» **Instruction**
Please render the records below as a Markdown table with two columns, Row and Text, numbering each line in order and skipping blank lines. Leave the pictures out of the table.

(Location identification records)
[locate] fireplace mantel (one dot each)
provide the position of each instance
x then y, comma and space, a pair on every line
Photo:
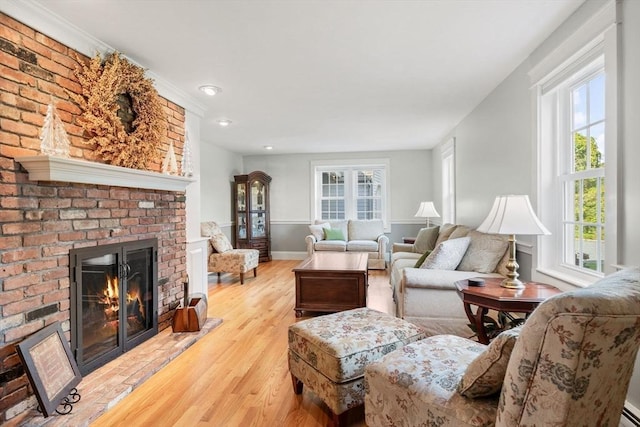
50, 168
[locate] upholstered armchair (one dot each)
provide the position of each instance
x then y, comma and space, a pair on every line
223, 258
569, 365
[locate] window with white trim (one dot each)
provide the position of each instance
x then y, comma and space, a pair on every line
356, 191
576, 163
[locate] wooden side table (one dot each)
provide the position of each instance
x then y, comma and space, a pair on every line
492, 296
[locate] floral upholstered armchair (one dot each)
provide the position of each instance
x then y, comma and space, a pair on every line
569, 365
223, 258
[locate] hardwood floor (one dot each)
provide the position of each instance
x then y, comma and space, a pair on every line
237, 375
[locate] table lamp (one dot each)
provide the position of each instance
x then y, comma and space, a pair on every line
512, 215
427, 210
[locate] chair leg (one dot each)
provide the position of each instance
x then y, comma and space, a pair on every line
297, 385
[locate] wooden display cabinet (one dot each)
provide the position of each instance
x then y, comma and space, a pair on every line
251, 201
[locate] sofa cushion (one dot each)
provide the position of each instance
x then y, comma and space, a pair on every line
447, 255
333, 234
485, 375
318, 230
426, 239
436, 279
460, 231
362, 246
331, 245
365, 229
484, 252
336, 224
445, 232
420, 260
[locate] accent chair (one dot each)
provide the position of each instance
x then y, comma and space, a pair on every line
223, 258
569, 365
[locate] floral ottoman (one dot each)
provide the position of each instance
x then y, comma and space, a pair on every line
329, 353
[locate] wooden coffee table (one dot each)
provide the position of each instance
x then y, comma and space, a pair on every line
331, 281
492, 296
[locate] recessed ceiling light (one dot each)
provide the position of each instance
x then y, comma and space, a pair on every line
210, 89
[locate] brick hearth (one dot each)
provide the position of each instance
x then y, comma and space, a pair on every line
41, 221
102, 389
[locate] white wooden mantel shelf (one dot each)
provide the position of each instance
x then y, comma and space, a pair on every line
50, 168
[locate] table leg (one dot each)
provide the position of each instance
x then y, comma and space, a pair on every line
477, 319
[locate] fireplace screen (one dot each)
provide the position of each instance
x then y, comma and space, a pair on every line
114, 300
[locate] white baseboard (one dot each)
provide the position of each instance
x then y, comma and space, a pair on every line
288, 255
630, 416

» **The reply**
| Row | Text |
|---|---|
| 1 | [locate] fireplace mantel (one dot each) |
| 2 | provide the position of each instance |
| 3 | x then y, comma and space, a pair on every line |
| 4 | Photo: |
| 5 | 50, 168 |
| 6 | [locate] upholstered armchair (one dot each) |
| 7 | provide the position of each instance |
| 8 | x then y, comma and space, a pair on every line |
| 9 | 223, 258 |
| 10 | 569, 365 |
| 11 | [locate] window with white trim (one dot each) |
| 12 | provide the position of each instance |
| 13 | x then y, comma and space, a pair on every line |
| 14 | 356, 191 |
| 15 | 576, 163 |
| 16 | [locate] wooden side table (one dot each) |
| 17 | provide the position of each instance |
| 18 | x then y, comma and space, a pair on every line |
| 19 | 492, 296 |
| 20 | [locate] floral upholstered armchair (one dot each) |
| 21 | provide the position of each instance |
| 22 | x then y, comma and space, a pair on every line |
| 23 | 569, 365 |
| 24 | 223, 258 |
| 25 | [locate] hardwood floor (one dot each) |
| 26 | provide the position of each instance |
| 27 | x then y, comma and space, a pair on every line |
| 28 | 237, 375 |
| 29 | [locate] table lamp (one dot each) |
| 30 | provide the position of each instance |
| 31 | x then y, comma and space, a pair on every line |
| 32 | 512, 215 |
| 33 | 427, 210 |
| 34 | [locate] chair leg (one dot each) |
| 35 | provide the position of each instance |
| 36 | x then y, comma and space, a pair on every line |
| 37 | 297, 385 |
| 38 | [locate] wooden display cabinet (one dot each) |
| 39 | provide the position of each instance |
| 40 | x then y, comma and space, a pair on every line |
| 41 | 251, 201 |
| 42 | [locate] sofa cushion (one dot each) |
| 43 | provide the position of each instance |
| 44 | x then y, comma and space, a pair on every line |
| 45 | 447, 255 |
| 46 | 333, 234 |
| 47 | 485, 375 |
| 48 | 318, 230 |
| 49 | 426, 239 |
| 50 | 436, 279 |
| 51 | 460, 231 |
| 52 | 362, 246 |
| 53 | 331, 245 |
| 54 | 365, 229 |
| 55 | 484, 252 |
| 56 | 336, 224 |
| 57 | 445, 232 |
| 58 | 420, 260 |
| 59 | [locate] accent chair (one dot each) |
| 60 | provide the position of each instance |
| 61 | x then y, comma and space, a pair on every line |
| 62 | 223, 258 |
| 63 | 569, 365 |
| 64 | [locate] floral ottoman (one dot each) |
| 65 | provide the position of each instance |
| 66 | x then y, comma and space, a pair on every line |
| 67 | 329, 353 |
| 68 | [locate] wooden coffee table (one dot each) |
| 69 | provide the position of each instance |
| 70 | x then y, comma and space, a pair on every line |
| 71 | 331, 281 |
| 72 | 492, 296 |
| 73 | [locate] recessed ceiling light (one dot each) |
| 74 | provide the position of each instance |
| 75 | x then y, comma and space, a pair on every line |
| 76 | 210, 89 |
| 77 | [locate] brick hearth (one dot each) |
| 78 | provide the position of each instance |
| 79 | x then y, comma and space, a pair on every line |
| 80 | 41, 221 |
| 81 | 102, 389 |
| 82 | [locate] white wooden mantel shelf (one dot each) |
| 83 | provide the position of each instance |
| 84 | x then y, comma and space, a pair on every line |
| 85 | 50, 168 |
| 86 | [locate] table leg (one dot each) |
| 87 | provide the position of each instance |
| 88 | x then y, comma and space, a pair on every line |
| 89 | 477, 319 |
| 90 | [locate] fireplace screen (one dot each) |
| 91 | provide the position of each instance |
| 92 | x then y, comma and space, a pair on every line |
| 93 | 114, 300 |
| 94 | [locate] white baseboard (one dot each) |
| 95 | provide the position of each instance |
| 96 | x then y, comma and space, a pair on every line |
| 97 | 288, 255 |
| 98 | 630, 416 |